Your instructions:
Copy all of the material below exactly.

Collected data entries:
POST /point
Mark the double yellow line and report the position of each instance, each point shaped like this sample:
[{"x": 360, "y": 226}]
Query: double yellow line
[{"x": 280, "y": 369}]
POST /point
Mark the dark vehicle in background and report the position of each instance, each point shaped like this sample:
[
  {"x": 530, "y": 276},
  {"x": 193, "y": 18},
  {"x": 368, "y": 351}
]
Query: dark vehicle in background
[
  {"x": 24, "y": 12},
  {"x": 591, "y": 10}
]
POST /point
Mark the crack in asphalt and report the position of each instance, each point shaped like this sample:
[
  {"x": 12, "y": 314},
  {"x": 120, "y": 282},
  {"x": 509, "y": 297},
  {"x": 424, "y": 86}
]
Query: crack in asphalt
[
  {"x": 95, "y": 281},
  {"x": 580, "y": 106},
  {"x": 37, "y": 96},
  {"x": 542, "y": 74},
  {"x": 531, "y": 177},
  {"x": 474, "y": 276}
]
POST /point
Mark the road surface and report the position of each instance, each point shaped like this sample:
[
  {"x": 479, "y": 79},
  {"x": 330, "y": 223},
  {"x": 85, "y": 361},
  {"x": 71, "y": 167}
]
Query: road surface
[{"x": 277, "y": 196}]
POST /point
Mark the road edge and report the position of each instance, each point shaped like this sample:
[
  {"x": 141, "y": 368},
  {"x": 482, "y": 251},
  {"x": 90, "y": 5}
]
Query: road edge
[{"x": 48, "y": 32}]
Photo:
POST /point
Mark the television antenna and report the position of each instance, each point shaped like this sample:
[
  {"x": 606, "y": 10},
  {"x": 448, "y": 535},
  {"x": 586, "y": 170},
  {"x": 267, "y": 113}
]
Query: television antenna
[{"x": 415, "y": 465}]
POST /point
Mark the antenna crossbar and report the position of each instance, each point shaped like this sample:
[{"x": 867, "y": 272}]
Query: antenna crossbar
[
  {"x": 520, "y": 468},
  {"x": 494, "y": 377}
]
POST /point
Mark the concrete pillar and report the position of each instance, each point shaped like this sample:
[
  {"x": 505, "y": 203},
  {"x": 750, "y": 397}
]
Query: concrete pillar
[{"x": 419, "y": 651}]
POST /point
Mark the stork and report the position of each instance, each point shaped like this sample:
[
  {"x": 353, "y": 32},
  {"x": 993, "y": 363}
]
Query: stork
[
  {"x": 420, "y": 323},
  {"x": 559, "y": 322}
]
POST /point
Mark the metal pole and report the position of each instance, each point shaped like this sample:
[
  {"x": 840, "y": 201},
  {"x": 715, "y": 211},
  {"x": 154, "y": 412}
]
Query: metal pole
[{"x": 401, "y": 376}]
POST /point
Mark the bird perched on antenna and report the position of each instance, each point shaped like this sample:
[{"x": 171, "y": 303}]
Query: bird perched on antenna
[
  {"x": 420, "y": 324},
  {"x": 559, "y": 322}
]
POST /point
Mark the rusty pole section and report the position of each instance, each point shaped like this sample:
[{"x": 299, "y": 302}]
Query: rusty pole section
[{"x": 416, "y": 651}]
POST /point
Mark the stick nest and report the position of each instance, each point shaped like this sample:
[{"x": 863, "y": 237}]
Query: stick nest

Answer to the task:
POST /point
Mark the double yellow line and report the position of each instance, each point shaped like this sample:
[{"x": 360, "y": 226}]
Query: double yellow line
[{"x": 280, "y": 369}]
POST /point
Mark the dark vehicle in background and report the position of each instance, each point shaped like this sample:
[
  {"x": 530, "y": 276},
  {"x": 193, "y": 18},
  {"x": 368, "y": 351}
]
Query: dark vehicle in background
[
  {"x": 24, "y": 12},
  {"x": 591, "y": 10}
]
POST /point
Mark the crack in asphalt and report the position of each instance, each point shaped like this sample:
[
  {"x": 12, "y": 314},
  {"x": 120, "y": 282},
  {"x": 509, "y": 297},
  {"x": 424, "y": 86}
]
Query: crack in asphalt
[
  {"x": 95, "y": 281},
  {"x": 580, "y": 106},
  {"x": 37, "y": 96},
  {"x": 542, "y": 74},
  {"x": 531, "y": 177},
  {"x": 474, "y": 276}
]
POST /point
Mark the road surface and report the position of each instance, each point shaped like this sample:
[
  {"x": 479, "y": 79},
  {"x": 330, "y": 223},
  {"x": 85, "y": 361},
  {"x": 71, "y": 167}
]
Query: road surface
[{"x": 277, "y": 196}]
POST /point
Mark the road edge and report the position of each instance, each point shaped like this sample:
[
  {"x": 141, "y": 368},
  {"x": 482, "y": 251},
  {"x": 90, "y": 5}
]
Query: road edge
[{"x": 48, "y": 32}]
Photo:
POST /point
Mark the television antenna and report the position of each instance, each point shaped like this sample:
[
  {"x": 606, "y": 10},
  {"x": 448, "y": 535},
  {"x": 586, "y": 170},
  {"x": 267, "y": 113}
]
Query: television antenna
[{"x": 415, "y": 465}]
POST /point
Mark the antenna crossbar and report the position of each instance, each point shaped like this sample:
[{"x": 867, "y": 272}]
Query: antenna crossbar
[
  {"x": 520, "y": 468},
  {"x": 494, "y": 377}
]
POST /point
Mark the concrete pillar and report the position of each instance, each point shaped like this sample:
[
  {"x": 505, "y": 203},
  {"x": 750, "y": 397}
]
Query: concrete pillar
[{"x": 419, "y": 651}]
POST /point
Mark the stork and report the position of each instance, each point shaped like this sample:
[
  {"x": 353, "y": 32},
  {"x": 993, "y": 363}
]
Query: stork
[
  {"x": 420, "y": 323},
  {"x": 559, "y": 322}
]
POST /point
Mark the metal pole and report the position of each instance, each point shaped like this sample:
[
  {"x": 840, "y": 201},
  {"x": 715, "y": 211},
  {"x": 154, "y": 412}
]
Query: metal pole
[{"x": 401, "y": 376}]
POST /point
Mark the bird perched on antenna and report the position of each instance, each point shaped like this sample:
[{"x": 171, "y": 303}]
Query: bird perched on antenna
[
  {"x": 420, "y": 324},
  {"x": 559, "y": 322}
]
POST /point
Mark the rusty pole section and report the position of each instance, each point shaped like this sample:
[{"x": 299, "y": 302}]
Query: rusty pole section
[{"x": 416, "y": 651}]
POST /point
Mark the stick nest and report the position of each instance, each point shaped like this sample:
[{"x": 863, "y": 237}]
Query: stick nest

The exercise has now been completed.